Rewrite the entries in the stretch from the line containing "Would you be able to mark the white plastic" through the line containing "(1072, 540)" as a Markdown table with the columns Row and Line, covering only that stretch. Number each line in the Row column, skip blank lines, and leave the pictures out.

**Records to process:**
--

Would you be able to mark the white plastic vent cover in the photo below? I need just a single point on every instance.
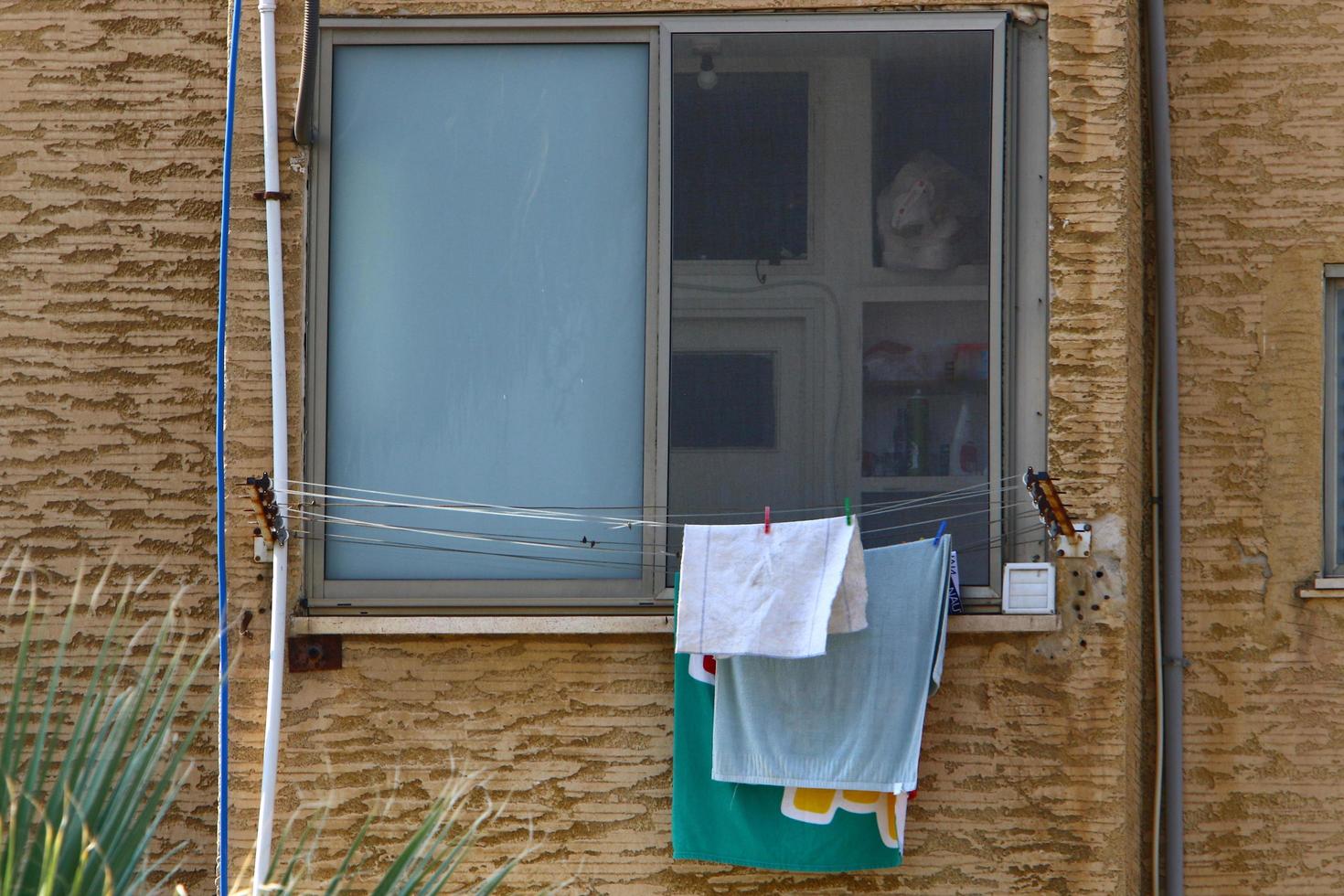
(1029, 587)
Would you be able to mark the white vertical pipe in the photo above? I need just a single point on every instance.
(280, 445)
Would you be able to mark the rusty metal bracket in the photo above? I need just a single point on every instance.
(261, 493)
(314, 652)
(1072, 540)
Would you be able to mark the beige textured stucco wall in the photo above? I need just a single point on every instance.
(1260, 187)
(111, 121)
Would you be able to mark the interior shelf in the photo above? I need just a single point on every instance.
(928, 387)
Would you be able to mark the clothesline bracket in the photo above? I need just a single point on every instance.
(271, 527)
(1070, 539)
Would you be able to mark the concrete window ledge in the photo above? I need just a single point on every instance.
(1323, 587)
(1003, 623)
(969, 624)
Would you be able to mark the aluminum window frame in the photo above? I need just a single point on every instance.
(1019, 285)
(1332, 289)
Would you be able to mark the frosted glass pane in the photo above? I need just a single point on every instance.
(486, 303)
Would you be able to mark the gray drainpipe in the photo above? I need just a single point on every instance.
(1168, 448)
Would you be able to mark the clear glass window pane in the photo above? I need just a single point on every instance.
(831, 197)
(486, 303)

--

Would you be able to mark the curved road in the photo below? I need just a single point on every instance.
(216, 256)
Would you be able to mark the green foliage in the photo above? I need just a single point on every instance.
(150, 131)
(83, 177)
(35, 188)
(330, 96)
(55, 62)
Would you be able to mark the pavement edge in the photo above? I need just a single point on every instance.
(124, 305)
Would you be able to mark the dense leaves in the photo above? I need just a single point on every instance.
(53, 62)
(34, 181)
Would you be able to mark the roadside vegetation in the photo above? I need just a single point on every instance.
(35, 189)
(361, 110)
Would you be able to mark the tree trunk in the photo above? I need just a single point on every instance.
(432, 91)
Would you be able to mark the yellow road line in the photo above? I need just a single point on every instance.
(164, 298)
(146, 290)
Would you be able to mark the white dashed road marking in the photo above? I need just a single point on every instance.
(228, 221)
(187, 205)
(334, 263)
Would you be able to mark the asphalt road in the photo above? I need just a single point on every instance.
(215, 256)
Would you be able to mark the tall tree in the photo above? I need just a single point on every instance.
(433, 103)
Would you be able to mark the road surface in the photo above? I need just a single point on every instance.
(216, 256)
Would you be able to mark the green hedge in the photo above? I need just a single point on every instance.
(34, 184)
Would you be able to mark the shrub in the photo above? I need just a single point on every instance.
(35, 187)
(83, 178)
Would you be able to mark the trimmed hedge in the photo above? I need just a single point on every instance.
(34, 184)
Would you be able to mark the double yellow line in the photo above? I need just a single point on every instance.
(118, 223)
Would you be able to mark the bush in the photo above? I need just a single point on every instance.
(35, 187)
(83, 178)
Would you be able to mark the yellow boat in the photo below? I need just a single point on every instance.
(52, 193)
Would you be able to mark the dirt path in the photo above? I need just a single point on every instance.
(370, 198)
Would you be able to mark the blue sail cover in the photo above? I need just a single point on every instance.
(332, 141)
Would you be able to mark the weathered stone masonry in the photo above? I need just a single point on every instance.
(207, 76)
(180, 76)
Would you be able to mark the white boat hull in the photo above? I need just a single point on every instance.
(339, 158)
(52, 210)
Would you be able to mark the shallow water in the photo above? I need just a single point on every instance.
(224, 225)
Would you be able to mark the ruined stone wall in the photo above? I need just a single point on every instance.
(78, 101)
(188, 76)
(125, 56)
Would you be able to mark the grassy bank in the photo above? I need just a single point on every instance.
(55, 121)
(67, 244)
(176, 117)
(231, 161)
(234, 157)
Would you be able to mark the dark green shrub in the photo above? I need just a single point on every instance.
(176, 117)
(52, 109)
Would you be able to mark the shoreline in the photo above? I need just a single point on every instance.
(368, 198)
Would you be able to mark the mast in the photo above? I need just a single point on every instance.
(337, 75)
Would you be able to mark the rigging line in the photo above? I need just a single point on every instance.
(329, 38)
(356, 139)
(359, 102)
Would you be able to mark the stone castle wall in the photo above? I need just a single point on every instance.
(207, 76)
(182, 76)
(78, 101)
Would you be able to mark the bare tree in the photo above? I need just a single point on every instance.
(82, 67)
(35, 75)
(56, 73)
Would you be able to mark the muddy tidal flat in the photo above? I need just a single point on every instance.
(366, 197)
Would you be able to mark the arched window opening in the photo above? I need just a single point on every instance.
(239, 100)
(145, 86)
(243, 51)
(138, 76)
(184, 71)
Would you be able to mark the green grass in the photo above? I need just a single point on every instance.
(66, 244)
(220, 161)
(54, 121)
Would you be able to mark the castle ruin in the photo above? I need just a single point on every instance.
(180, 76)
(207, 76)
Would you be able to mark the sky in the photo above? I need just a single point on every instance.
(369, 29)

--

**Finished task:**
| Row | Line |
|---|---|
| 1 | Would you be able to mark the white plastic vent cover in the photo below? I need just a single point on every instance. |
| 2 | (1029, 587) |
| 3 | Would you be able to mark the white vertical pipe in the photo above? I need just a single point on every instance. |
| 4 | (280, 445) |
| 5 | Would you be able to mark the rusty metal bracket in the photo above? I need just a single point on every instance. |
| 6 | (261, 493) |
| 7 | (314, 652) |
| 8 | (1072, 540) |